## Written instruction
Copy exactly the lines from the one containing "Where can you spot the black" through the last line of the records below, including both, and leave out any pictures.

## Provided material

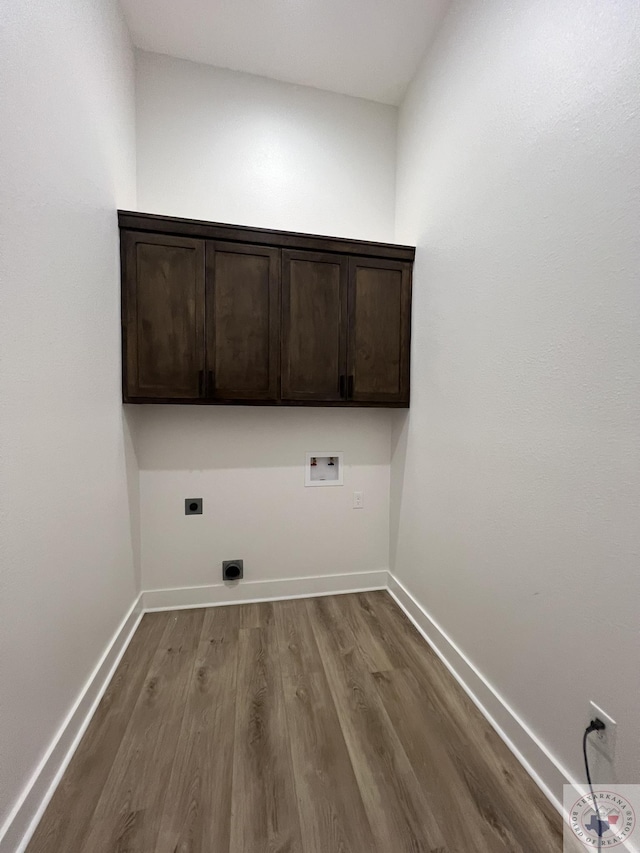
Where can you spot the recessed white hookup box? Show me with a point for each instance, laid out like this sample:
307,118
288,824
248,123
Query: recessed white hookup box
324,468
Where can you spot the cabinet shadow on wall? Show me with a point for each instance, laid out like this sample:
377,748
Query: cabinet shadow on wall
177,438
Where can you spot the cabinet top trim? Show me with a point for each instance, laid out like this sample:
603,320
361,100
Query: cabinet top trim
132,221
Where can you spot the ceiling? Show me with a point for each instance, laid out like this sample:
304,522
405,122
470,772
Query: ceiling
367,48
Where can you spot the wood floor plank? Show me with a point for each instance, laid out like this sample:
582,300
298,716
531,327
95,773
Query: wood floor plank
332,814
197,810
267,728
504,793
264,816
297,647
375,652
256,615
127,817
65,823
397,809
481,830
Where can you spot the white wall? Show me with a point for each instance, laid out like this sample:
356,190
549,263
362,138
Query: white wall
67,576
249,469
516,474
230,147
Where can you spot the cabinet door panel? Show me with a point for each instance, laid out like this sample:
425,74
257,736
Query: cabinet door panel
314,302
379,330
163,297
242,319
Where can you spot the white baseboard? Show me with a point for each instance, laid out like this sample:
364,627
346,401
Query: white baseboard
545,769
23,819
253,591
537,760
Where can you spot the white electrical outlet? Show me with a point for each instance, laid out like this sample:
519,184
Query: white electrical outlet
605,740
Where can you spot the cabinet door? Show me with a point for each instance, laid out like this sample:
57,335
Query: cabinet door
163,302
242,322
314,312
379,330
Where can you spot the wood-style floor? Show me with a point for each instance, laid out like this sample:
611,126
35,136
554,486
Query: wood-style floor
324,725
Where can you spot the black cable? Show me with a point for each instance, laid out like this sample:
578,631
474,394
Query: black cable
595,726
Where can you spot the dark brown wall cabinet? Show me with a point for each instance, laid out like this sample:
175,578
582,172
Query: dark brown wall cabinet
223,314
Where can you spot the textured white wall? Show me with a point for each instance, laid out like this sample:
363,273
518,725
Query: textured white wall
516,475
67,575
248,467
230,147
220,145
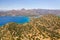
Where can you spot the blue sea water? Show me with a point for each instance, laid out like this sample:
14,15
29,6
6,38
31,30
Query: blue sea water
17,19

## Answer to this task
Where can you spot the black cable? Show me with a point for each instance, laid out like this sample:
578,631
474,394
Query: black cable
595,726
Where can you spot the dark brown wall cabinet? Show me with a point for each instance, laid out like this sample:
175,578
582,172
Query: dark brown wall cabinet
223,314
Where can you spot the textured white wall? Show me with a point for each instance, laid out like this sample:
363,273
518,725
Query: textured white wall
516,475
67,575
248,467
230,147
220,145
Where can you spot the blue sea water? Show me with a point for each instance, laid out like this sample:
14,15
29,6
6,38
31,30
Query: blue sea water
17,19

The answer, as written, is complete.